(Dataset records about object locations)
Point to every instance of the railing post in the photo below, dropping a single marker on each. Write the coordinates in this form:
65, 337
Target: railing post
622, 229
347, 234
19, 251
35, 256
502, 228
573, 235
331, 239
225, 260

REQUEST: Update the lines above by changing every "railing post" to "fence post" and keeping the rest the same.

ANSWER:
Point to every instance of the fence post in the photo below, dropping a single marker on each. Write the coordinates in this form:
65, 337
Target: fence post
622, 229
347, 234
19, 251
35, 256
502, 228
573, 235
331, 239
225, 260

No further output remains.